→ Task input:
* * *

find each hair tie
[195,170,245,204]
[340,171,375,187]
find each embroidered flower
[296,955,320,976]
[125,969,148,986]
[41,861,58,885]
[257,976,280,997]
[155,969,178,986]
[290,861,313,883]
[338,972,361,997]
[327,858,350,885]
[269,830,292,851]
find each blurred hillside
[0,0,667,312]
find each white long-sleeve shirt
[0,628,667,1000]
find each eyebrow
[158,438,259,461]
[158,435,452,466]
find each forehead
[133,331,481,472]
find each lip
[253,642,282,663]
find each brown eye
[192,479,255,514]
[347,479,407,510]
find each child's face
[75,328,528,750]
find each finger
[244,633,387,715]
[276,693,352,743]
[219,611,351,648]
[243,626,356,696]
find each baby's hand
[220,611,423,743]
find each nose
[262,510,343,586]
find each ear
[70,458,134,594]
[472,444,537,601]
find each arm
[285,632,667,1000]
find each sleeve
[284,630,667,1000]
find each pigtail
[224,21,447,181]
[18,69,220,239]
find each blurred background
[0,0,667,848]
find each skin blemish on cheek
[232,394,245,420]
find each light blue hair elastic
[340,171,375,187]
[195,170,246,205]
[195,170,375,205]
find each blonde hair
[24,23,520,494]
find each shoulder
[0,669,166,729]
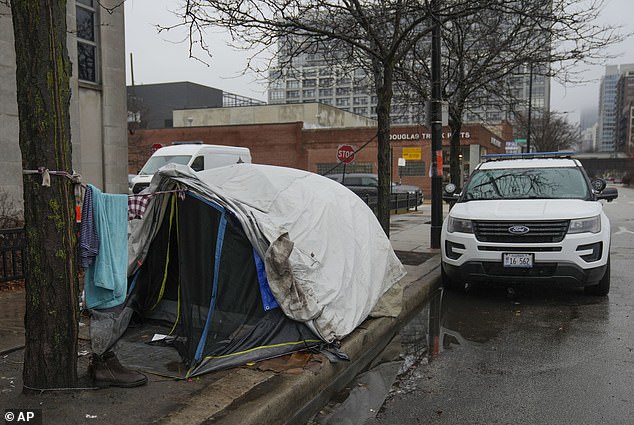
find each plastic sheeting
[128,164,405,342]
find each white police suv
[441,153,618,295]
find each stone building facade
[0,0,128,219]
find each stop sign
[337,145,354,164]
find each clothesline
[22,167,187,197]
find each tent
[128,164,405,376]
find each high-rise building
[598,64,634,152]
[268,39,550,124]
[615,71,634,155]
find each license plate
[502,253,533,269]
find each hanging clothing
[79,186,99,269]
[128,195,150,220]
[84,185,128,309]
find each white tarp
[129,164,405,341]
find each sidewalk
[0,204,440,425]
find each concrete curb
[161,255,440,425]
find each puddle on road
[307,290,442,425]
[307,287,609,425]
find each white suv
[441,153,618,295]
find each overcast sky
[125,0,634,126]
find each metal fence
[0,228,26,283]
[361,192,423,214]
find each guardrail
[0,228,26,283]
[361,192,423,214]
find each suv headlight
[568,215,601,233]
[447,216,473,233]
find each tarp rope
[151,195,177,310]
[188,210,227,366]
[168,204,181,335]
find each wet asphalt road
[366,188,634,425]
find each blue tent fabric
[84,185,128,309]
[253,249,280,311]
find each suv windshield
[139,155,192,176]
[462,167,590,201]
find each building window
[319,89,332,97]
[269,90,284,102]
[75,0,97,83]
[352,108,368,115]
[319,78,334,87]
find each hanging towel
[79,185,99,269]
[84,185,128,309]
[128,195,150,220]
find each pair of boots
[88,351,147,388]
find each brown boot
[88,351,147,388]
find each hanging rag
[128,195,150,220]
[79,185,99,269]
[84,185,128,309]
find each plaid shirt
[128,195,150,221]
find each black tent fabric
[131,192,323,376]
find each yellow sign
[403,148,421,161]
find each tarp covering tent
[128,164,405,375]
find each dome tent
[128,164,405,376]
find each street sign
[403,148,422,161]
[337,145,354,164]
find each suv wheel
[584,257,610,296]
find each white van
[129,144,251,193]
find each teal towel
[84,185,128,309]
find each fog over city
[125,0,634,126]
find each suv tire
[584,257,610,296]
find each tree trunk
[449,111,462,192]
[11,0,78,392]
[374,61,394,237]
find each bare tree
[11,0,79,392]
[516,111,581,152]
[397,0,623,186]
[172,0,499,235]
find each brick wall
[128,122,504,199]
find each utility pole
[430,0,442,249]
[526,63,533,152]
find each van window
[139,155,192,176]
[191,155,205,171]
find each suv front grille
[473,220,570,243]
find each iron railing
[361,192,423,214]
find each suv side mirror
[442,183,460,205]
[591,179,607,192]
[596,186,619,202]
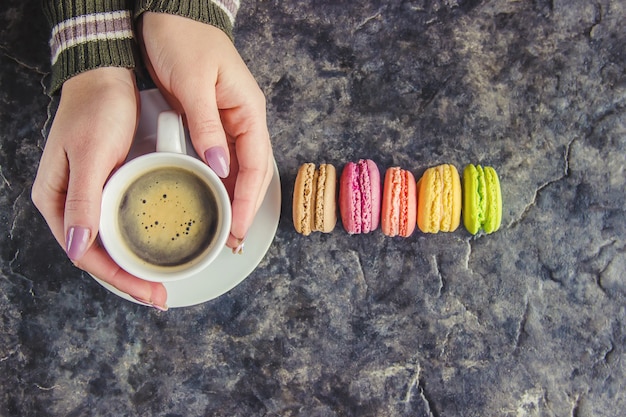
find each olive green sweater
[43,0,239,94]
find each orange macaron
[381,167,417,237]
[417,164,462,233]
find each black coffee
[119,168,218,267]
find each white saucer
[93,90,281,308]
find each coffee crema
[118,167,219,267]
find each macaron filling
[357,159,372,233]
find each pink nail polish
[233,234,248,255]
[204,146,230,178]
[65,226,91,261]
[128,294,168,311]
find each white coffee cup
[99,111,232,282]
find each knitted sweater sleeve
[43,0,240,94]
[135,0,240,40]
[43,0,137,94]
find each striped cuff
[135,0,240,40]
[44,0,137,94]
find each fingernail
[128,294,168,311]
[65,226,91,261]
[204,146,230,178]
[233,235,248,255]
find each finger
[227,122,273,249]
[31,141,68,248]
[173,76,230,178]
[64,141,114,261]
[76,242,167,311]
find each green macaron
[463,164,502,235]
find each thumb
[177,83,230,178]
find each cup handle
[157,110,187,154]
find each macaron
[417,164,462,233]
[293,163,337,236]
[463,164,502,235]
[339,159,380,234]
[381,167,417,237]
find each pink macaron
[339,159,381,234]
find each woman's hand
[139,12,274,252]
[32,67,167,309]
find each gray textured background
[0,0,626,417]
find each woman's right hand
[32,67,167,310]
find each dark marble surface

* * *

→ The task: Locate each line in the entries above that contains the word "blurred", with uppercase and lowercase counting, and copy those lines out in full.

→ Exercise solution:
find each blurred hillside
find each blurred background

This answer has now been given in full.